* **EXERCISE AIM**: Begin at the line containing "the green leafy" and retype each line through the end of the records exactly. Include nothing else and no pictures.

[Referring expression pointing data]
*** Begin section ***

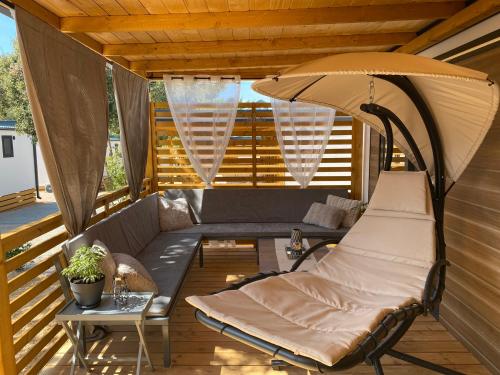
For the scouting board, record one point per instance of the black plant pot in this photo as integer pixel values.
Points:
(87, 296)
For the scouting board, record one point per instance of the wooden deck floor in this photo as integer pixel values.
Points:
(197, 350)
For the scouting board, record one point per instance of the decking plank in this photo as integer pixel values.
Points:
(198, 350)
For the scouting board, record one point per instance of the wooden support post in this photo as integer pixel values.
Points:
(357, 160)
(7, 354)
(254, 146)
(152, 166)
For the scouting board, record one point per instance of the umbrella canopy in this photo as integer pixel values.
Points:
(462, 101)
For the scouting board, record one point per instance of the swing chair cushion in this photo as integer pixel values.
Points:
(379, 266)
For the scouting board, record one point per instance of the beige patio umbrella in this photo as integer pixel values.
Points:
(462, 102)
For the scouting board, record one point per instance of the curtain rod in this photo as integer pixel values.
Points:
(227, 78)
(8, 5)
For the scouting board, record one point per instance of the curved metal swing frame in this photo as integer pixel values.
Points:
(394, 325)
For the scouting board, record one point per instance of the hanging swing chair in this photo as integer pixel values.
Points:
(362, 297)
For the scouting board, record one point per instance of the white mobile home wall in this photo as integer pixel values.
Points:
(17, 173)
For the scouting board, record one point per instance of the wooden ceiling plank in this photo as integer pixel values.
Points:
(243, 73)
(474, 13)
(224, 20)
(52, 19)
(228, 46)
(217, 63)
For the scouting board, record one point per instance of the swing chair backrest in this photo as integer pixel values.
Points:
(399, 224)
(393, 245)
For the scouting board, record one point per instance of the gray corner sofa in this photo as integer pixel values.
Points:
(217, 214)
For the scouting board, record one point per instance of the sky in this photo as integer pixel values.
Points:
(8, 34)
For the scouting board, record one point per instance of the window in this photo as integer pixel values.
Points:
(8, 146)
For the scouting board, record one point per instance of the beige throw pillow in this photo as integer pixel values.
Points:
(324, 216)
(350, 206)
(108, 265)
(136, 276)
(174, 214)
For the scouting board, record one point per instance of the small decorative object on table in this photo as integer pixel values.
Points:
(134, 312)
(120, 291)
(86, 277)
(296, 247)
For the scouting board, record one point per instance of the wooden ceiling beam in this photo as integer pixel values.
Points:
(52, 19)
(263, 18)
(469, 16)
(233, 46)
(243, 73)
(221, 63)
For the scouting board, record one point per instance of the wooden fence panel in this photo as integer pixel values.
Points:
(16, 200)
(253, 157)
(31, 296)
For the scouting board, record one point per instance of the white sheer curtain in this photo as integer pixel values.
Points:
(204, 111)
(303, 131)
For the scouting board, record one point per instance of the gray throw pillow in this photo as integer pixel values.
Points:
(173, 214)
(324, 216)
(351, 207)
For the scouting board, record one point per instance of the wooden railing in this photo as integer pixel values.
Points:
(31, 296)
(253, 157)
(16, 200)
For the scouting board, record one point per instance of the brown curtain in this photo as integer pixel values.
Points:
(132, 102)
(67, 92)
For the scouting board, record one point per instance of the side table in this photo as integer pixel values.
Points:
(107, 312)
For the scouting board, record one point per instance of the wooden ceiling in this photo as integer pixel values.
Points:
(252, 38)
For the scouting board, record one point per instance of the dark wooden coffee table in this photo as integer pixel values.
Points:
(272, 256)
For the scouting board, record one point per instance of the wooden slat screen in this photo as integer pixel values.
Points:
(30, 289)
(16, 200)
(253, 157)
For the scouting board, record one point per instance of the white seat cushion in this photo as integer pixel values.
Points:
(379, 266)
(322, 314)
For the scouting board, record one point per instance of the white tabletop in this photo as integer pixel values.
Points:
(136, 308)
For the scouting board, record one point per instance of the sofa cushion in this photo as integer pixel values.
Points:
(108, 265)
(212, 206)
(173, 214)
(135, 275)
(126, 231)
(352, 209)
(324, 216)
(167, 259)
(255, 230)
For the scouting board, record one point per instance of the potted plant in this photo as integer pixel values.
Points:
(85, 276)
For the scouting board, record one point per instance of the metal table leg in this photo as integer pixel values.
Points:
(142, 346)
(75, 341)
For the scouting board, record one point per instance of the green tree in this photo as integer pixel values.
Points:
(115, 172)
(113, 124)
(157, 92)
(14, 102)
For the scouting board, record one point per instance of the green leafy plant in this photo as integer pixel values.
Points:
(115, 170)
(84, 266)
(18, 250)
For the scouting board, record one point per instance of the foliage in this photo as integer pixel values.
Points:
(157, 92)
(84, 266)
(18, 250)
(14, 102)
(116, 177)
(113, 124)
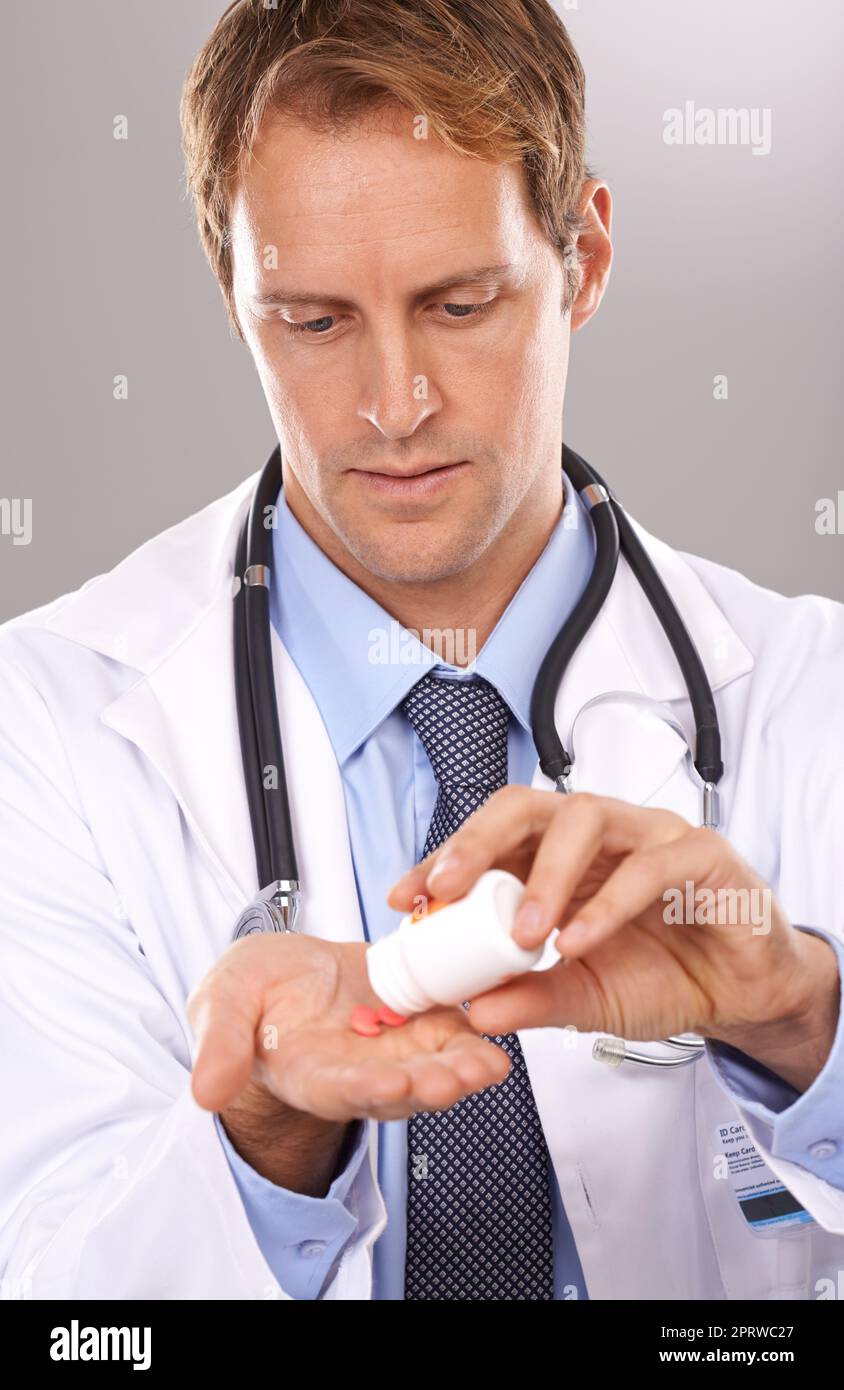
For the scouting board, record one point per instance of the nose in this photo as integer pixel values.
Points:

*** End section ***

* **WRITTEN RESPONSE**:
For the scouting board, record one point per instance of the green leafy plant in this photo as integer pixel values.
Points:
(115, 170)
(84, 266)
(18, 250)
For the scouting board, record one point per instance of the foliage in this photo as integer pixel values.
Points:
(157, 92)
(84, 266)
(18, 250)
(14, 102)
(116, 177)
(113, 124)
For the scouting board, record one point per instance of the nose in this photo as integer pixel values.
Points:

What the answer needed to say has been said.